§ **PROBLEM DETAILS**: Can you output the items below word for word, starting at the line that contains "In the image provided above, locate dark jacket." and stopping after the line that contains "[186,439,250,505]"?

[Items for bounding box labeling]
▼

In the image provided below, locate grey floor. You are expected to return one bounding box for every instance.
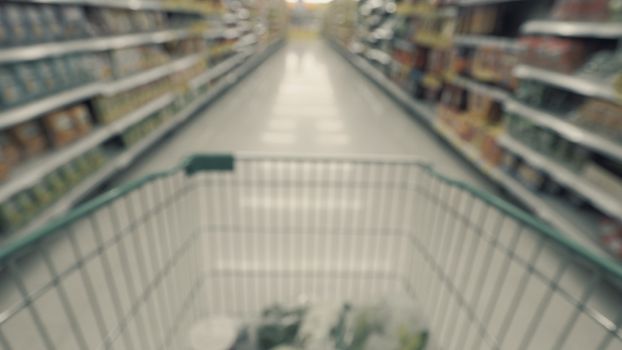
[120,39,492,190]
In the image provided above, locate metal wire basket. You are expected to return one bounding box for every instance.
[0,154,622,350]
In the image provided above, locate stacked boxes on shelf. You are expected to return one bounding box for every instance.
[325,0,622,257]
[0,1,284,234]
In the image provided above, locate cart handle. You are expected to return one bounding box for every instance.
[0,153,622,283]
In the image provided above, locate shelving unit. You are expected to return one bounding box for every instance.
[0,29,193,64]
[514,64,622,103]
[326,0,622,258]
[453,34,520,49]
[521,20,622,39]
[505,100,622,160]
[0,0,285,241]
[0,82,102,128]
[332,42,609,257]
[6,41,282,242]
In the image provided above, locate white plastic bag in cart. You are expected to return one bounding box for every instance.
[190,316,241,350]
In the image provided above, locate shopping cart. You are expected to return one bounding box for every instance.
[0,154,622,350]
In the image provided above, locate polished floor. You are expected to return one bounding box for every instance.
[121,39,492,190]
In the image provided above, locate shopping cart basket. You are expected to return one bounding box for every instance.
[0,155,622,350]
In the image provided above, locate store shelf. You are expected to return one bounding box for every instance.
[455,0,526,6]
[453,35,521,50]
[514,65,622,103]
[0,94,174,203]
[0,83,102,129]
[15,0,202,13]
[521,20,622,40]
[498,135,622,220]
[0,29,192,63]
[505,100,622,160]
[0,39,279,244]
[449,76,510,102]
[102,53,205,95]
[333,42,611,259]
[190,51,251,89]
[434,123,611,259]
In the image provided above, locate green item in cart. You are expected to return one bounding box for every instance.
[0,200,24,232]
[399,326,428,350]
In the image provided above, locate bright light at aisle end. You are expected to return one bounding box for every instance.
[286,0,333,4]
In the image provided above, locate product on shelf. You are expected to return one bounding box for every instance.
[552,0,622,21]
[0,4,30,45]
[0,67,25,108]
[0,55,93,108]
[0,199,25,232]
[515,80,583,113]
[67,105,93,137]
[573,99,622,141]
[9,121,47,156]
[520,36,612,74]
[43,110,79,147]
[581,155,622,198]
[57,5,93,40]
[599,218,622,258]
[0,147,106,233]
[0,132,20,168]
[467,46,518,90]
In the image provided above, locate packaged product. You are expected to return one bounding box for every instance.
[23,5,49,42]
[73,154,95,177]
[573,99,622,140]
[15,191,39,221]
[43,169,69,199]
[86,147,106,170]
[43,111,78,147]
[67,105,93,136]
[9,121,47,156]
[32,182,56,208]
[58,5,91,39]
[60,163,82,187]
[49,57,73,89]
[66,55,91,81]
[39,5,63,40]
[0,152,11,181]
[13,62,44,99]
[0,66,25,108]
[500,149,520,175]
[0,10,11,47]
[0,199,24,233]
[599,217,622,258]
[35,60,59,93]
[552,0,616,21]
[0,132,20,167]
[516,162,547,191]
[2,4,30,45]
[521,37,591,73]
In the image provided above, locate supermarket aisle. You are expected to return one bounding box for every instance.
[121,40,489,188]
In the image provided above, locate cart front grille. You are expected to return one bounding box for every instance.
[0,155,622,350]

▲
▼

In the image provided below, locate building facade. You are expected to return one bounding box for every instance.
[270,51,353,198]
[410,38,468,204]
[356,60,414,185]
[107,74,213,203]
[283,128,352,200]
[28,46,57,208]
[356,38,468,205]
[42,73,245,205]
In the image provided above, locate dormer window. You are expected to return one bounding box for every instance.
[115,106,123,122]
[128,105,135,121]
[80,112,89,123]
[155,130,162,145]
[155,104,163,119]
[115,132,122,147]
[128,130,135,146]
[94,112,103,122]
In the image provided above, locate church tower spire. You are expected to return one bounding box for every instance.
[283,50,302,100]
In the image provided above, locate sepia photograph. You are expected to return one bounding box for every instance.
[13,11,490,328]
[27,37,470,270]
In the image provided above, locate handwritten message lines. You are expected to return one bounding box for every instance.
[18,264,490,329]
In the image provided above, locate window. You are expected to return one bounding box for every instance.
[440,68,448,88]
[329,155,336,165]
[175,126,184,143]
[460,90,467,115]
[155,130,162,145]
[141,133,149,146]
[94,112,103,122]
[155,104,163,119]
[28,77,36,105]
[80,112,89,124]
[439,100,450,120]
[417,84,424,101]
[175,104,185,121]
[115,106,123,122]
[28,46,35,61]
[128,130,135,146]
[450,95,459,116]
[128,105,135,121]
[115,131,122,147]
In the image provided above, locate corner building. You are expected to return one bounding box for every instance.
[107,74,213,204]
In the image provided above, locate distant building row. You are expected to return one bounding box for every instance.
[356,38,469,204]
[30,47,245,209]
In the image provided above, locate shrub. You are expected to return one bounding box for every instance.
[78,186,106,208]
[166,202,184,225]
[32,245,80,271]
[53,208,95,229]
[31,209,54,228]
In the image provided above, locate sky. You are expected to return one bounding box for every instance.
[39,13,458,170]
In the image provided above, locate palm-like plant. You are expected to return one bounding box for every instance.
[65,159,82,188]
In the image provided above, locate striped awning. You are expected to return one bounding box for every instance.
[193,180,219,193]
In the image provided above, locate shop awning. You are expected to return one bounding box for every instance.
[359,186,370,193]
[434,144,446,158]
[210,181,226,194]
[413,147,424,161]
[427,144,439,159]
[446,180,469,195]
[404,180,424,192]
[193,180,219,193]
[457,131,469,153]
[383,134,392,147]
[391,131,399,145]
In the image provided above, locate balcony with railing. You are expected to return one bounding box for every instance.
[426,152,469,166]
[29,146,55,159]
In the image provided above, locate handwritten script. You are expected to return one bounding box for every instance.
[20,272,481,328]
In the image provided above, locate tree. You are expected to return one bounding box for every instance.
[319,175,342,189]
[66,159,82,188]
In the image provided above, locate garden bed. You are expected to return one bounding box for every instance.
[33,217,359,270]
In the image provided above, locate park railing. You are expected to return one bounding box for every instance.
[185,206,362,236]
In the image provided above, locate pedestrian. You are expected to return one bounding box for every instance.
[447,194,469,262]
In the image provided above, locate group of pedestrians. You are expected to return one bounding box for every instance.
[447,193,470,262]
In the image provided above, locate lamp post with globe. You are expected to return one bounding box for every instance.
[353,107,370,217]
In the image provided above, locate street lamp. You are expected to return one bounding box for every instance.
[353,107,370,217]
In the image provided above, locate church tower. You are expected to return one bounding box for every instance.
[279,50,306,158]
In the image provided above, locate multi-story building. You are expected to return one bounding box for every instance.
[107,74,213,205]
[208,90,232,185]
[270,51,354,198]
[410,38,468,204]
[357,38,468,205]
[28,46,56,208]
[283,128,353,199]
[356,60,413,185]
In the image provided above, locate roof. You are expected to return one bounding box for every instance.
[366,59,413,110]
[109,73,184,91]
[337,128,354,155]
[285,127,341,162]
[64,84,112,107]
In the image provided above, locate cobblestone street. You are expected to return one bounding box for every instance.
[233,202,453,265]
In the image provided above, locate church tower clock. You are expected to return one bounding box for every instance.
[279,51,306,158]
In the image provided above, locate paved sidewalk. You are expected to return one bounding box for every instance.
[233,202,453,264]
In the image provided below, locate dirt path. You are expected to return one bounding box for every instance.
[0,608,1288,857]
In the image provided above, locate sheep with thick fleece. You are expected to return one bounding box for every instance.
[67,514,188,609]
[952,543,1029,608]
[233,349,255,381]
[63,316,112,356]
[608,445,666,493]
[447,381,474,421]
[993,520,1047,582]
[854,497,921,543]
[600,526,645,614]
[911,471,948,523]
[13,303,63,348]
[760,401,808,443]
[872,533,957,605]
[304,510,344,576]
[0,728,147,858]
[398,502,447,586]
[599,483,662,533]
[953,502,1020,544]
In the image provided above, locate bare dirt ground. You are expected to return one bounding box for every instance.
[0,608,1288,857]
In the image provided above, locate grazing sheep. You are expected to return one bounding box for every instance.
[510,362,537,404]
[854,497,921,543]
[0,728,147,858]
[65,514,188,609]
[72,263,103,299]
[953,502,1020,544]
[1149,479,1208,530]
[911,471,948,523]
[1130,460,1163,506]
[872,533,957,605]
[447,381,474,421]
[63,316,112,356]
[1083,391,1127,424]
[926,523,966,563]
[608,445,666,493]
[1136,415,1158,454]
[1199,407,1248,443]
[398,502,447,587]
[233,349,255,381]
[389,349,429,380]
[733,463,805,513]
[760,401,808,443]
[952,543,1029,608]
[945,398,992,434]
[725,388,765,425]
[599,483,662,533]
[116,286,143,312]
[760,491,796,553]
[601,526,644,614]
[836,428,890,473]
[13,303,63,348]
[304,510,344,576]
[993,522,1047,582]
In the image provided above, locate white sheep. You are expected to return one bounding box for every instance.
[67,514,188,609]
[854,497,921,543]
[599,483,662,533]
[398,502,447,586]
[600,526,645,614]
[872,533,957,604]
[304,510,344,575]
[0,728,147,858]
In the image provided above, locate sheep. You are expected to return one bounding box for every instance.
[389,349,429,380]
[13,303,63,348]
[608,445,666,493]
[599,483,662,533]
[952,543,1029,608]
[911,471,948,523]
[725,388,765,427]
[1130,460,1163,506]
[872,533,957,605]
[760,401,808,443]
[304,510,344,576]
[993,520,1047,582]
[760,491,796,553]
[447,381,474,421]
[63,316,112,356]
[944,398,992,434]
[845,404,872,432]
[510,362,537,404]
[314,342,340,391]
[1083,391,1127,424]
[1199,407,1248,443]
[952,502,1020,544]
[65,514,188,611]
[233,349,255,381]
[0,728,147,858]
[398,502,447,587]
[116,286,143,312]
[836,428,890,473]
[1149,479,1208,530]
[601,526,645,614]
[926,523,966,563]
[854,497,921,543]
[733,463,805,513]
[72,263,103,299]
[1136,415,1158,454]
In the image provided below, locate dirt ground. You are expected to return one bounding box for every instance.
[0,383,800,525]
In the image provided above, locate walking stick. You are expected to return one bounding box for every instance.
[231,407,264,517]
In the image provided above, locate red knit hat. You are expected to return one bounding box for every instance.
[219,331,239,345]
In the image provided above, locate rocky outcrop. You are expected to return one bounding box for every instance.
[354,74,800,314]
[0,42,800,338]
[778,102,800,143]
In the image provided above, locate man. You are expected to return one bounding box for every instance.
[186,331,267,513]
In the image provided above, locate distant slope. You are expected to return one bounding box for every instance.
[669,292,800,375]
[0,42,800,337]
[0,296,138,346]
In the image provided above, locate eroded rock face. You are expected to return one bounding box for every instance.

▲
▼

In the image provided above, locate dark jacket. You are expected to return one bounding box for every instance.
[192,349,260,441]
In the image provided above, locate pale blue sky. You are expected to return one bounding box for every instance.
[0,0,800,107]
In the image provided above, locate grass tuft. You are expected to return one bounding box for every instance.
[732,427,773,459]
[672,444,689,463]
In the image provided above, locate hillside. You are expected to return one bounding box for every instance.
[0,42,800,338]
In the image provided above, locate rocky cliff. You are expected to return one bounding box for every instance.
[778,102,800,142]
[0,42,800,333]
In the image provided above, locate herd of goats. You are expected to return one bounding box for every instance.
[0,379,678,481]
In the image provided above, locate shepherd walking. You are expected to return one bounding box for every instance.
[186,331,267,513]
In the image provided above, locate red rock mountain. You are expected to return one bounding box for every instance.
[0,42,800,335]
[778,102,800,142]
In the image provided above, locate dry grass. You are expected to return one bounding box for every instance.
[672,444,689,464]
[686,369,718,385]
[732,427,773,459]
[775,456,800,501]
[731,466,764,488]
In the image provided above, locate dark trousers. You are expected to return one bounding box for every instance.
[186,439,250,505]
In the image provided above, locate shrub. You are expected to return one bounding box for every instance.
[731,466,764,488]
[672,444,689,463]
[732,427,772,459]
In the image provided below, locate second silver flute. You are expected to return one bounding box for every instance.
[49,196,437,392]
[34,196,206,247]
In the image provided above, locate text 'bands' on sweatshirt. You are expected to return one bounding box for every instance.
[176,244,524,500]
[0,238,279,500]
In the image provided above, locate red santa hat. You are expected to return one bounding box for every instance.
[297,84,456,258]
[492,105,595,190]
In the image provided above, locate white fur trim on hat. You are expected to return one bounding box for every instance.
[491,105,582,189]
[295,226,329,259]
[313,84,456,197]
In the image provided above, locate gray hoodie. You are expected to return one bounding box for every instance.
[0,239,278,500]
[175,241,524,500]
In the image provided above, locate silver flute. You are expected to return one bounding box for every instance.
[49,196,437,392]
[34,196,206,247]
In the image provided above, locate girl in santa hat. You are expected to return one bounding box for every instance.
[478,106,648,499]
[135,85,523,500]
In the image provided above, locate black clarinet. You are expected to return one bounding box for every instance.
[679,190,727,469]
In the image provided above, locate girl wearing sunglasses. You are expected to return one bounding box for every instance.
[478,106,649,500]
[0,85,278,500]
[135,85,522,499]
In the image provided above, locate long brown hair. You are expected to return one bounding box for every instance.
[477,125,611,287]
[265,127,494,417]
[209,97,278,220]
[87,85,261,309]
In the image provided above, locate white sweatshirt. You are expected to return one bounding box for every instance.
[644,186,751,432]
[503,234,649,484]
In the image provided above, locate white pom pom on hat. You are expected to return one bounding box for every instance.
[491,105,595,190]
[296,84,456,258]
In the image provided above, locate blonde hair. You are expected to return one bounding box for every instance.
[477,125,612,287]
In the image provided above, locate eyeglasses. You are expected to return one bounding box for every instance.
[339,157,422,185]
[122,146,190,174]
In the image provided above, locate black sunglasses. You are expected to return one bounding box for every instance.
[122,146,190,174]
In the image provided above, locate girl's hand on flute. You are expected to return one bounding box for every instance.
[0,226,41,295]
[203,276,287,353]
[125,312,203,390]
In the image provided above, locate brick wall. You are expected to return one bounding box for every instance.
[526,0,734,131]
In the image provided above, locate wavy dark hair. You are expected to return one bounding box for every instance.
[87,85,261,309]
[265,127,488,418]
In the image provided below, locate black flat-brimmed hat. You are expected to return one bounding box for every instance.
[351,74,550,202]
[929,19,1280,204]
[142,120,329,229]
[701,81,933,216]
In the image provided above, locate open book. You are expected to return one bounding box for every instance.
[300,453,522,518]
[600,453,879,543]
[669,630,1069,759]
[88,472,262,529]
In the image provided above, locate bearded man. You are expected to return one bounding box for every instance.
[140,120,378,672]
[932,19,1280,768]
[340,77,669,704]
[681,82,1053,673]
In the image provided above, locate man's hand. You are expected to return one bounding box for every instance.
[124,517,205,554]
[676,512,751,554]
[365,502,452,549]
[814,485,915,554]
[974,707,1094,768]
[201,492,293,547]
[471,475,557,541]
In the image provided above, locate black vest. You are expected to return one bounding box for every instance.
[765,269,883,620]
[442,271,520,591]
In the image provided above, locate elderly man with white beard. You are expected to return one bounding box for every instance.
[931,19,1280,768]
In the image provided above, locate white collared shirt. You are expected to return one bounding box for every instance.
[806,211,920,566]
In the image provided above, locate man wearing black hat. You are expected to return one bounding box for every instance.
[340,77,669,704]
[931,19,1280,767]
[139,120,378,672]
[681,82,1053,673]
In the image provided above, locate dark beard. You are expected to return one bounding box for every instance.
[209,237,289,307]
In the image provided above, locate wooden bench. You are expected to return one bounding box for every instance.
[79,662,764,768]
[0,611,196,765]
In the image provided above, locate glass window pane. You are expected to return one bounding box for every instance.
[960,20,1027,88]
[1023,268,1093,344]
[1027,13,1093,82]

▲

§ **SOLUTION TO THE PROBLEM**:
In the image provided above, locate dark jacket. You are expected to return one bounding box for every instance.
[192,349,260,441]
In the image provided above, locate pale blue sky. You are expected to return one bounding box for every instance.
[0,0,800,107]
In the image provided above, locate grass tuft. You are expected to return one bounding box for every instance.
[732,427,773,459]
[672,444,689,463]
In the image provided above, locate hillside. You are expected to return one bounding box for every instance.
[0,42,800,338]
In the image provided above, locate rocky cliff. You are expected to return one bounding box for every instance.
[778,102,800,142]
[0,42,800,333]
In the image provided above, locate herd of goats. You are expected to return one bounding box for every instance.
[0,379,678,481]
In the image provided above, locate shepherd walking. You are expected to return one bounding box for every instance.
[186,331,267,513]
In the image provided above, locate red rock mountain. You are expected to return one bounding box for every instance.
[0,42,800,335]
[778,102,800,142]
In the image provided above, locate dry grass. You are expected to return one bounding box for every instance.
[672,444,689,464]
[686,369,718,385]
[732,427,773,459]
[775,456,800,501]
[731,466,764,488]
In the image provided above, locate dark trousers. You are expected to return one bounding box for every instance.
[186,439,250,505]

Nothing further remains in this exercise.